* _REQUIREMENT A_
In two sentences, what does the virtual power plant article say?
* _REQUIREMENT B_
Could you duplicate the virtual power plant article word for word, starting at "Along with its" and ending at "battery storage system."?
* _REQUIREMENT C_
Can you go on with the virtual power plant article from the point where it stops?

* _GIVEN PASSAGE_
━━━━━━━━━━━━━━━━━━━━━━━━━━━━━━

Virtual power plant enables marketing of flexible loads

From the company’s point of view, this means that it can avoid expensive, production-dependent peak loads, because these loads can be absorbed by the storage system. It also means that the loads will be made flexible through battery storage and can be marketed as a system service via a virtual power plant (VPP), which enables participation in the energy market.


Grid operators also benefit from this greater flexibility when compensating for voltage fluctuations that increasingly occur due to the expansion of renewable power generation. The solution also promises to substantially lighten the workload of grid operators: Switching Sinebrychoff’s large industrial plants on and off requires a tremendous amount of electricity, which the grid operator previously had to hold in reserve. If this is no longer necessary, it will create tremendous potential for reducing carbon emissions on the Finnish energy market in the future.

The new storage solution is ideal for beverage manufacturer Sinebrychoff because the company only has to provide the land for the storage system and otherwise has no responsibility for the investments. 

There are several obstacles that could obstruct the realization of the full potential of this kind of solution. Although the cost of battery storage has decreased significantly over the last decade and continues to fall, a system with a 20-megawatt output like the one belonging to the Finnish beverage producer still requires a significant upfront investment. And neither maintenance nor management of energy storage systems is part of the core business of an industrial enterprise, which means that it’s preferable to employ a third party to perform these tasks.


Along with its project partners, Siemens has come up with an innovative solution that eliminates these obstacles and supports Sinebrychoff in its efforts to become sustainable. The project is financed by Switzerland-based MW Storage International AG. This company specializes in integrating and operating storage facilities and, with its initial investment in the project, owns a major stake in the battery storage system.


The new storage solution is ideal for beverage manufacturer Sinebrychoff because the company only has to provide the land for the storage system and otherwise has no responsibility for the investments. As a result, the solution poses no investment risk for the industrial enterprise. For the investors, on the other hand, the storage project will lead to the creation of a sustainable virtual power plant.

Many participants – one contract partner

Several different companies are bringing their subject matter expertise to the project’s implementation. The storage solution – a 20-megawatt Gridstack system – comes from Fluence, a joint venture of Siemens and AES. The Finnish national grid operator Fingrid and Vibeco are also involved. Vibeco is a Finnish specialist in virtual power plants (VPPs) and a subsidiary of Siemens. The company is developing the trading platform that will allow participation in the energy market.

This innovative model developed by Siemens and its partners is an ideal all-in-one solution.

━━━━━━━━━━━━━━━━━━━━━━━━━━━━━━

* _Labeled-object pointing records_
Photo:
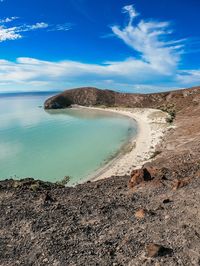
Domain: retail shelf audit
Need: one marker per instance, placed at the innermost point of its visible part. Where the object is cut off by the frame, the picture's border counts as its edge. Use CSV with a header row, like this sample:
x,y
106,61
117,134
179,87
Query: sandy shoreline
x,y
151,125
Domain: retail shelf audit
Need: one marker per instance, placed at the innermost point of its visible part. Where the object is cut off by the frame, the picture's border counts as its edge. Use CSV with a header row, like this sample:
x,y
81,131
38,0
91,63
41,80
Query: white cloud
x,y
39,25
151,40
7,20
9,34
16,32
154,67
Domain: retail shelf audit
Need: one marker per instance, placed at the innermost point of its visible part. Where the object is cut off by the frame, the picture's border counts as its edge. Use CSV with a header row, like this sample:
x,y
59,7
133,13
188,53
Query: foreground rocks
x,y
151,217
95,224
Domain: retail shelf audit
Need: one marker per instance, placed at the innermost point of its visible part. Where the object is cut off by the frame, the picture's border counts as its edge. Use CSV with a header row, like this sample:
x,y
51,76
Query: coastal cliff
x,y
150,217
89,96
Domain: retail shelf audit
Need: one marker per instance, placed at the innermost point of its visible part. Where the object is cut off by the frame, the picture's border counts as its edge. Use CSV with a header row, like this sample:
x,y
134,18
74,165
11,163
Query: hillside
x,y
94,97
150,217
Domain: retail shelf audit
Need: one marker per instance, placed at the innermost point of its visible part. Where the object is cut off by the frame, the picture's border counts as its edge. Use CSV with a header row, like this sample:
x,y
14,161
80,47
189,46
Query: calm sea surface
x,y
54,144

━━━━━━━━━━━━━━━━━━━━━━━━━━━━━━

* _TASK RESPONSE A_
A 20-megawatt battery storage system lets beverage maker Sinebrychoff avoid expensive peak loads and market flexible loads as a system service through a virtual power plant, which also benefits grid operators. The project, financed by MW Storage International AG and carried out by Siemens with partners including Fluence, Fingrid and Vibeco, requires Sinebrychoff only to provide the land, so it poses no investment risk for the company.

* _TASK RESPONSE B_
Along with its project partners, Siemens has come up with an innovative solution that eliminates these obstacles and supports Sinebrychoff in its efforts to become sustainable. The project is financed by Switzerland-based MW Storage International AG. This company specializes in integrating and operating storage facilities and, with its initial investment in the project, owns a major stake in the battery storage system.

* _TASK RESPONSE C_
Pasi Lehtinen, Vice President Supply Chain at Sinebrychoff

Siemens Financial Services established the financial and legal framework, was heavily involved in the development of the business model, and supported the setup of the virtual power plant through intelligent financing. Siemens is also responsible for the construction of a medium-voltage switchgear and the high-voltage grid connection.

Despite the many participants, Sinebrychoff has only one contract partner for the project that is guaranteeing a turnkey solution: Siemens. “This innovative model developed by Siemens and its partners is an ideal all-in-one solution,” says Pasi Lehtinen, Vice President Supply Chain at Sinebrychoff.

We see this kind of turnkey solution as the model of the future for various industries, including food and beverage.
Wilfried Karl, CEO of MW Storage International

Wilfried Karl, CEO of MW Storage International, is convinced that this approach also has potential for many other industrial enterprises. “We see this kind of turnkey solution as the model of the future for various industries, including food and beverage. The companies benefit from the latest storage technology – from financial to ecological advantages – and from proven expertise and an attractive business model. What is more, these innovative solutions are contributing to reach decarbonization targets.”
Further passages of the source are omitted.